** start of Record set **
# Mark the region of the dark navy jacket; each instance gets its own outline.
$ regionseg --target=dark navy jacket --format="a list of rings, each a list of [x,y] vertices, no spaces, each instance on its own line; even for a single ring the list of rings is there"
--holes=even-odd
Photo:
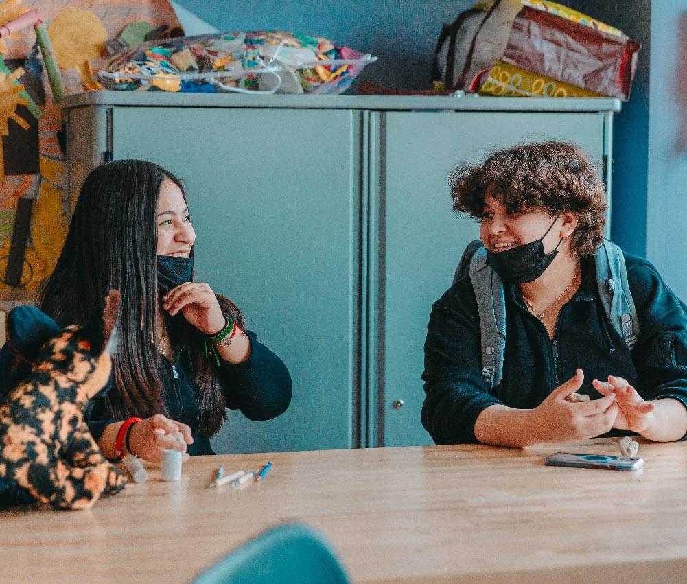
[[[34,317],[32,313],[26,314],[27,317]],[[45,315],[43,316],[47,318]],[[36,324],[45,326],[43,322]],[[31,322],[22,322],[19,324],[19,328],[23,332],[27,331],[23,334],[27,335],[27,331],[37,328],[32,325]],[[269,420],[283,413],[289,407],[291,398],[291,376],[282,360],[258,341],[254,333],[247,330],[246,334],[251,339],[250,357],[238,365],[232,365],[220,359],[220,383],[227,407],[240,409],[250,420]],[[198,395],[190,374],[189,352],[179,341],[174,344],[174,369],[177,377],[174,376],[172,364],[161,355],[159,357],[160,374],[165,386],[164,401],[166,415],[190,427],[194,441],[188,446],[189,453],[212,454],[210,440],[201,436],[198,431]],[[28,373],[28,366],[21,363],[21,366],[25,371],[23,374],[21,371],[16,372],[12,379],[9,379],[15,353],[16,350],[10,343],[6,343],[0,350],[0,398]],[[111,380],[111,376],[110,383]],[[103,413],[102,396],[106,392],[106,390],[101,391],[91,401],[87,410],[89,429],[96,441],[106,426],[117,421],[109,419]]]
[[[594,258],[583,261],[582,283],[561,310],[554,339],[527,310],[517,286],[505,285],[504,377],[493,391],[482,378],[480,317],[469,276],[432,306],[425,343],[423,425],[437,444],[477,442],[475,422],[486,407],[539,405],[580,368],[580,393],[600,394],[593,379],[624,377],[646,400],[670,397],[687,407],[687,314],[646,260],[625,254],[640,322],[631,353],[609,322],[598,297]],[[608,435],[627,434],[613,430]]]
** end of Record set **
** start of Record set **
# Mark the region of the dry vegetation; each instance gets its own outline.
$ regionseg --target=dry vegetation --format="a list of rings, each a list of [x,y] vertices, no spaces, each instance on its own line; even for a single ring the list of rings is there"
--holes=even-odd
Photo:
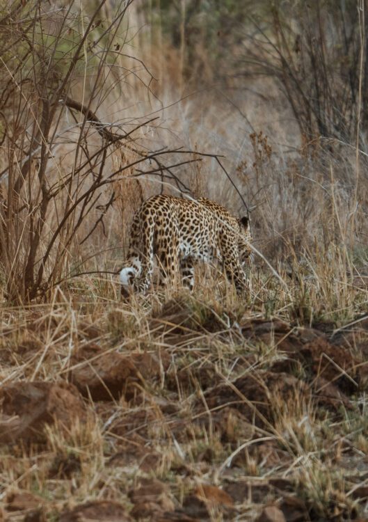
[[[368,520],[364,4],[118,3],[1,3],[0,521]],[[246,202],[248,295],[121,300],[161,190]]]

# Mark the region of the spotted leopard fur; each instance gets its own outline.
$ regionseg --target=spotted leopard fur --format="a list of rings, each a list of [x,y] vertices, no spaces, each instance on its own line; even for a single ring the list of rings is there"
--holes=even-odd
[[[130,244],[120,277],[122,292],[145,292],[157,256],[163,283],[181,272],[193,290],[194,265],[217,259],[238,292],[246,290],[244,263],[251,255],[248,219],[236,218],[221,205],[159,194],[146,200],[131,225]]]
** end of Record set **
* [Stated exercise]
Pull out every line in the items above that contains the word "Mark". Letter case counts.

* [In response]
# Mark the region of the dark navy jacket; each instance gets its own outline.
# Mark the region of the dry vegetation; each instance gets its own outline.
# Mark the region of the spotted leopard fur; each instance gets its own outline.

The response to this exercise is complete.